### Objectif visé
Pourriez-vous écrire la suite du texte sur la condamnation d'un membre probable de la DZ Mafia à sept ans d'emprisonnement, en partant de sa dernière phrase ?

### Texte du document
______

Soupçonné d’être impliqué dans plusieurs règlements de comptes – « je reste présumé innocent » – ce membre probable de la DZ Mafia conteste cette affiliation mais reconnaît avoir commandité depuis le centre pénitentiaire d’Aix-Luynes (Bouches-du-Rhône) une action violente, à La Seyne-sur-Mer, le 28 janvier 2024. Il a été condamné ce mercredi soir à 7 ans d’emprisonnement notamment pour « participation à une association de malfaiteurs ».

« J’ai appris en détention qu’un Toulonnais a volé des Lyonnais, j‘ai voulu m’emparer de cette dette, j’ai décidé d’envoyer une équipe », résume en substance Babayaga – l’un de ses surnoms – sans s’étendre sur l’identité du créancier délesté de plusieurs dizaines de kilos de résine de cannabis. Un habitant de La Seyne, Arnaud (son prénom a été modifié), a été désigné comme étant le débiteur.

______

### Extrait de données
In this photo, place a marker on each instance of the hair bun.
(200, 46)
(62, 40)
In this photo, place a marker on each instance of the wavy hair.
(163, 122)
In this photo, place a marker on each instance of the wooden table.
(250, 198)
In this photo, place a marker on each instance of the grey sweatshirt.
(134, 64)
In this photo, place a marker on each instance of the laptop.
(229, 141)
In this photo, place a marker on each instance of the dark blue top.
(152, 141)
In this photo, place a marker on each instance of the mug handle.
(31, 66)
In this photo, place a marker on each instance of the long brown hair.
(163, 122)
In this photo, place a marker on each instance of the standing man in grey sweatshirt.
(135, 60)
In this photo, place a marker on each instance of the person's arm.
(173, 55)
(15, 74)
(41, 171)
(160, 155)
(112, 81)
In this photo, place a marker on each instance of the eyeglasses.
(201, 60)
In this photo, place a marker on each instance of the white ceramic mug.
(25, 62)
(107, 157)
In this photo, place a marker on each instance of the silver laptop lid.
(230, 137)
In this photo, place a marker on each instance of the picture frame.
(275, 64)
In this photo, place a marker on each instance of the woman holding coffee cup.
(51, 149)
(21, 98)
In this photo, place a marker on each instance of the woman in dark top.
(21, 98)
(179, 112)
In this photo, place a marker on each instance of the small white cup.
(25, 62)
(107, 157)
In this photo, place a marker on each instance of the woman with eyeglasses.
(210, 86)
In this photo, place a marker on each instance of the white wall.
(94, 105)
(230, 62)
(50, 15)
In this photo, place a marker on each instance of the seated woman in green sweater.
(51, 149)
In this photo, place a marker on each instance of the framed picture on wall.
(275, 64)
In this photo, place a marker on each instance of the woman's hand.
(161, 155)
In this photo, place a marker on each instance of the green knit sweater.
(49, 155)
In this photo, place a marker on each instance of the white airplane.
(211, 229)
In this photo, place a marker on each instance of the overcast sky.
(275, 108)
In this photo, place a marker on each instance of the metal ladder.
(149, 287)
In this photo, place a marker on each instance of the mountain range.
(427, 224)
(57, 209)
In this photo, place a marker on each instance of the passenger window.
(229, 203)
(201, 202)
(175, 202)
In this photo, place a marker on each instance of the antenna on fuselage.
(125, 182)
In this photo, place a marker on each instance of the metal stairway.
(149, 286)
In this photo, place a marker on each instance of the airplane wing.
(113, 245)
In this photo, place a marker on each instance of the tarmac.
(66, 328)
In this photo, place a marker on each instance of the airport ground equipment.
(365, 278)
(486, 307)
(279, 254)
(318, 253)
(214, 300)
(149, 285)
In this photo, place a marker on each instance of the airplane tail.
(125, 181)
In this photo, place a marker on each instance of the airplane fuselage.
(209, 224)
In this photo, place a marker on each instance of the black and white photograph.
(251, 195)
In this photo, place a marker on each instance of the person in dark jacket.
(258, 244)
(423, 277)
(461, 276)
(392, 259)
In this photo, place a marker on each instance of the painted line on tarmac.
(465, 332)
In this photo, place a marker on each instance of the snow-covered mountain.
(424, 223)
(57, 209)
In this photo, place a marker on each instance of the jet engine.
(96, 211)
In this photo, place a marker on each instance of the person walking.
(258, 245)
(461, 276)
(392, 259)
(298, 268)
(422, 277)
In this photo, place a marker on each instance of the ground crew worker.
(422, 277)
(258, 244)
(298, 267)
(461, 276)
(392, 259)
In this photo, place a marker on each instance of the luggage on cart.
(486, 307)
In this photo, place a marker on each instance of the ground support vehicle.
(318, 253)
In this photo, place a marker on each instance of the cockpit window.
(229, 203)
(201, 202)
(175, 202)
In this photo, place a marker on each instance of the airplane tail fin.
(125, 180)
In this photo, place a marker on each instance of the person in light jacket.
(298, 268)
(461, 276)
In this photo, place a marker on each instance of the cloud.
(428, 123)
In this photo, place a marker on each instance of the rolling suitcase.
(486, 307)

______

### Réponse rédigée
Selon ce Seynois âgé de 25 ans, un trafiquant de drogue toulonnais (et non lyonnais) l’a accusé d’avoir détourné trois valises marocaines sur les dix qui étaient stockées chez un cousin. Il se trouve que ce narcotrafiquant (qui n’a pas pu être interrogé à la faveur d’une cavale) a partagé la cellule de Babayaga… « Peut-être que cette histoire est vraie », lâche le prévenu sans confirmer cette version. « Vu que la somme était importante, j’ai décidé d’agir en conséquence, de mettre le plus de pression possible, d’être le plus effrayant possible. »

Arnaud a d’abord reçu des messages menaçants. « Oh frère voilà, s’il n’y a pas les affaires qui sortent d’ici quarante-huit heures, je fais tuer un membre de ta famille… », « Tu as affaire à la DZ Mafia, il vaut mieux que tu rendes les affaires que tu as volées. » Le portail de son domicile dans un quartier résidentiel de La Seyne a également été la cible de tirs par arme à feu.

Un recrutement via téléphone portable

Ensuite, pour accroître encore la pression sur le jeune homme, Babayaga a chargé un codétenu de constituer une équipe afin de lui adresser « le dernier avertissement ». Le recrutement du commando s’est effectué via des applications de messagerie.

« Ça cherchait des jeunes pour cambrioler une maison », minimise Mehdi, un trentenaire qui a fait le déplacement depuis Nîmes en train après avoir répondu à une petite annonce diffusée sur Telegram.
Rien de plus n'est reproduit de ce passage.